Pick out every line below that contains the string "awning", matching case exactly, and copy each of those lines in full.

[Data entries]
*****
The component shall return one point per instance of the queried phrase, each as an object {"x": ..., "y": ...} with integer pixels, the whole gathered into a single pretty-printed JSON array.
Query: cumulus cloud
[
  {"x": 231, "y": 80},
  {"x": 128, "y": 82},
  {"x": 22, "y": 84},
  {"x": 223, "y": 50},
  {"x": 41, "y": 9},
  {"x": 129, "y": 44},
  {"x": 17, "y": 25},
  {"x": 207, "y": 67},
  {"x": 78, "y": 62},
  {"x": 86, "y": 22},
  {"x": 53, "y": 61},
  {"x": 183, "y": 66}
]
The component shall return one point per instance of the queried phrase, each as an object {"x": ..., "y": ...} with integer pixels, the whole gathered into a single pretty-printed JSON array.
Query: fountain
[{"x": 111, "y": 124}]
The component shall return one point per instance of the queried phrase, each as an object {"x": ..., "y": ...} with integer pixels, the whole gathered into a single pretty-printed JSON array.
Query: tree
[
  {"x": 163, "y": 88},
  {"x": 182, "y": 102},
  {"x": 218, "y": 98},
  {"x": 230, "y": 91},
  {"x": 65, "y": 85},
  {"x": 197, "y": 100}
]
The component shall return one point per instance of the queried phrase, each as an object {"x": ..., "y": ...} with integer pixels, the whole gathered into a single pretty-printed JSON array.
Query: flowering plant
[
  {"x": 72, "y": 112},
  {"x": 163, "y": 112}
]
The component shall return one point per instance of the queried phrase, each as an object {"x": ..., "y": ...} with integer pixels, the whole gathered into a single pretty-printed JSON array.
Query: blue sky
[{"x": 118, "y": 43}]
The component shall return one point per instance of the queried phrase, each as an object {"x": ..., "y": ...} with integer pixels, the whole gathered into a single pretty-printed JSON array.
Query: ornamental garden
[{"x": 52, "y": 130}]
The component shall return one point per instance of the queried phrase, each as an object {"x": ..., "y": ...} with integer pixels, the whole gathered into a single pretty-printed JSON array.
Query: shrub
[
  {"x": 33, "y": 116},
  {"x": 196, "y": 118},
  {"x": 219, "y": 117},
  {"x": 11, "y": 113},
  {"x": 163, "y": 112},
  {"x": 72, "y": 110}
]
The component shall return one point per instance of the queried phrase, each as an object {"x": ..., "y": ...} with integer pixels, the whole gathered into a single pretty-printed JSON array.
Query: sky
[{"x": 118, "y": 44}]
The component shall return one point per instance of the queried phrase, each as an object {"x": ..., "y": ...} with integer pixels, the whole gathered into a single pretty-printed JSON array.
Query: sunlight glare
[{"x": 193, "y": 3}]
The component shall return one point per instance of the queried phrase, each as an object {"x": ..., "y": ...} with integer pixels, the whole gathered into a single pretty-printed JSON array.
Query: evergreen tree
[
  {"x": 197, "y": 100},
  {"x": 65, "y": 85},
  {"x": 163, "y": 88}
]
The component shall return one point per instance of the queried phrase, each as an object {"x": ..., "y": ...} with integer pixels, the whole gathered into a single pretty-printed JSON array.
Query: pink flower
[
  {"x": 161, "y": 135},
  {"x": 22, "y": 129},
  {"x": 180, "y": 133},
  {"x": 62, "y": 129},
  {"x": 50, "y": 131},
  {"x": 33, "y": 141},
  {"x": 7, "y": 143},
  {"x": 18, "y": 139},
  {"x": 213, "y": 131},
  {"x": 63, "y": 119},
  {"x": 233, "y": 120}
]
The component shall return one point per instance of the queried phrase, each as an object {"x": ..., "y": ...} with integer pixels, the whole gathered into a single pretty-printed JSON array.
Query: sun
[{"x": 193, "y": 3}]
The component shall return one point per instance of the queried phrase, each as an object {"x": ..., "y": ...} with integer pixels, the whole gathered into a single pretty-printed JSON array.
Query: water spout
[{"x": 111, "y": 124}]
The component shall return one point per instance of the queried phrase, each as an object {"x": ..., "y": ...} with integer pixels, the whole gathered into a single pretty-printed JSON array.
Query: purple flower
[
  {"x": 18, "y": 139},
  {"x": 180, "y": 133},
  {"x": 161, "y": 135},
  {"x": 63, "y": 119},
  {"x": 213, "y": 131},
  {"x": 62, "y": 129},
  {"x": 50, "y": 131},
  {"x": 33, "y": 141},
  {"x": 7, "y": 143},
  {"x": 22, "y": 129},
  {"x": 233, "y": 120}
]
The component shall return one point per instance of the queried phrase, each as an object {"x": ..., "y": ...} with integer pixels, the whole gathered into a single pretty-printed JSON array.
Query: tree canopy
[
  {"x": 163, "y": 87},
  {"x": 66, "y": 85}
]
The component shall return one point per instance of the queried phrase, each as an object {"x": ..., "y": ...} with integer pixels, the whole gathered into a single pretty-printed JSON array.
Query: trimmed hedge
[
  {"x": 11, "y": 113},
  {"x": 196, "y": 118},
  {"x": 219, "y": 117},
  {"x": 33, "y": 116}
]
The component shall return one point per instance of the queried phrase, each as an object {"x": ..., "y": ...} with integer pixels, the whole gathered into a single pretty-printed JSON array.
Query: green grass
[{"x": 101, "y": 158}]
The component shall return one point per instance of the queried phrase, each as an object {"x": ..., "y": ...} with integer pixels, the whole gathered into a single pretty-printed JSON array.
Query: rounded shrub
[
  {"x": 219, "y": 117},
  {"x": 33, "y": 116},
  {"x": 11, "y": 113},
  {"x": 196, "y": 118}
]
*****
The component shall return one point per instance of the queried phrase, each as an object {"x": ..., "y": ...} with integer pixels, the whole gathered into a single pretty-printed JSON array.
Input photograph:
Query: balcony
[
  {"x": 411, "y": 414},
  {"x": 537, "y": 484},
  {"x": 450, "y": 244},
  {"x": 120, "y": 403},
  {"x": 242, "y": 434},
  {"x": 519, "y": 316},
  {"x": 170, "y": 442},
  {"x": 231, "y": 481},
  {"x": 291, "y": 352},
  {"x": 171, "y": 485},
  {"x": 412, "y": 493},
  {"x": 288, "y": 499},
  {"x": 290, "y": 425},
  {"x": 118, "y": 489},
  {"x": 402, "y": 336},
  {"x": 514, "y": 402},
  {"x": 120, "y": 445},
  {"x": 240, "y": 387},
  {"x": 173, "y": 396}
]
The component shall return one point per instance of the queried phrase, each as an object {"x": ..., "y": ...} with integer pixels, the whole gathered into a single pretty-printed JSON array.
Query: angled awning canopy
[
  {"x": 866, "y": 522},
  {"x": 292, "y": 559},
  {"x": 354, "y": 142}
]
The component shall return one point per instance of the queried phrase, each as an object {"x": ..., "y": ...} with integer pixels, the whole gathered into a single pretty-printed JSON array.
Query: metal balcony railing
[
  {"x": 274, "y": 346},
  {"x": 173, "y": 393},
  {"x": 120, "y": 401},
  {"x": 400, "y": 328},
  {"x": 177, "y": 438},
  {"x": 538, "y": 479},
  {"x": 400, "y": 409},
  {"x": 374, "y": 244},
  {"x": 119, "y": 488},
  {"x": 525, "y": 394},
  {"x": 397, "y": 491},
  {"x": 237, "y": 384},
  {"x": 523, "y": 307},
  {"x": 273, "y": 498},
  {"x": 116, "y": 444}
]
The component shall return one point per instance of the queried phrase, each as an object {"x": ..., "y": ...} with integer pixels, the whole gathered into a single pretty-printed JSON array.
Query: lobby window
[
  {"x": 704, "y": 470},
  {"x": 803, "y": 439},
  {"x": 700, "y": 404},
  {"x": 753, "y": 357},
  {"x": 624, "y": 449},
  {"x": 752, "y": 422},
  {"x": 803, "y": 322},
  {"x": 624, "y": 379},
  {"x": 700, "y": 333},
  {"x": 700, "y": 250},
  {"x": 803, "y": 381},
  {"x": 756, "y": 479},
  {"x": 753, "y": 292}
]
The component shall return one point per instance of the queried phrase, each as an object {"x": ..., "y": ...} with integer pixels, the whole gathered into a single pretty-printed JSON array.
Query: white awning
*****
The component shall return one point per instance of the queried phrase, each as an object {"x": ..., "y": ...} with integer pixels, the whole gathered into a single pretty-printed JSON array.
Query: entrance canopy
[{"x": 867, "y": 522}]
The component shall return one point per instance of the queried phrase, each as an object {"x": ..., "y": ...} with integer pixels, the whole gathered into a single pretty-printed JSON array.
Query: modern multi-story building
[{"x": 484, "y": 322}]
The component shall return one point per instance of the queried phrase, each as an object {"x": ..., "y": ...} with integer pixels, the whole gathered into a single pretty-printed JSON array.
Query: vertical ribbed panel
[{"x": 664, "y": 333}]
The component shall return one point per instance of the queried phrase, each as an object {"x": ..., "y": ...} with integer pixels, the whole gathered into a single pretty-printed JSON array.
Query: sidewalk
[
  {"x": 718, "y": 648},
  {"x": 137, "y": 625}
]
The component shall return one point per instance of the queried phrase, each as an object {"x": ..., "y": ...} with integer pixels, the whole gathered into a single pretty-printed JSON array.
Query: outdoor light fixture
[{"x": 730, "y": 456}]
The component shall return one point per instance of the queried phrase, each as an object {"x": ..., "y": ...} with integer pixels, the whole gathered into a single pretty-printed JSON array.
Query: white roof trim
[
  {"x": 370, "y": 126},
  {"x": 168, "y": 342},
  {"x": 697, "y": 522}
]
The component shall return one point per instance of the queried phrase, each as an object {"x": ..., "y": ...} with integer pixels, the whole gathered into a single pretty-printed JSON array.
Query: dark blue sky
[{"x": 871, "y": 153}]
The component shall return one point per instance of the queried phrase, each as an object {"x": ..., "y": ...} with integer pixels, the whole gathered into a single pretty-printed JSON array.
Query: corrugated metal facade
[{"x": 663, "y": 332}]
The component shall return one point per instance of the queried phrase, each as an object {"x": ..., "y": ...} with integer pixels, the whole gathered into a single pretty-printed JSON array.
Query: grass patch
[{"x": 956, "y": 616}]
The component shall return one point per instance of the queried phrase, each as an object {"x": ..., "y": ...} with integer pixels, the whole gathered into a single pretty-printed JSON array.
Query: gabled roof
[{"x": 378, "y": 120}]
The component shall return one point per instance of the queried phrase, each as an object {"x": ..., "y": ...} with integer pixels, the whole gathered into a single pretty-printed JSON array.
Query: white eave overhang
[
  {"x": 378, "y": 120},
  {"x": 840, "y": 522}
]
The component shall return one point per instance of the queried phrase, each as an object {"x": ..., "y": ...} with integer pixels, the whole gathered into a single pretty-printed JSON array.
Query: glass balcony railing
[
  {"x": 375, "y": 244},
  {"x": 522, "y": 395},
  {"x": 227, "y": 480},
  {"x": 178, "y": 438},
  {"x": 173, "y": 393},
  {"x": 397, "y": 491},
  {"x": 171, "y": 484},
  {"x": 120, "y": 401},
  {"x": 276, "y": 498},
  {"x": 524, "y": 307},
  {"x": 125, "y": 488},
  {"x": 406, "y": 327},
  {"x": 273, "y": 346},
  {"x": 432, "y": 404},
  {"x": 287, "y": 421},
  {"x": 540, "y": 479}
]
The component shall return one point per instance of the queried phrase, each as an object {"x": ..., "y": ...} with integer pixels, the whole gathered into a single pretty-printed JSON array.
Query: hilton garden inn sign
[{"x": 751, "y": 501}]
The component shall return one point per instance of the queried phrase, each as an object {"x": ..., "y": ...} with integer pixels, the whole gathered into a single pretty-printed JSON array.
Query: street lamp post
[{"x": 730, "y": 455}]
*****
* WRITTEN ANSWER *
Query: angled awning canopy
Query: white awning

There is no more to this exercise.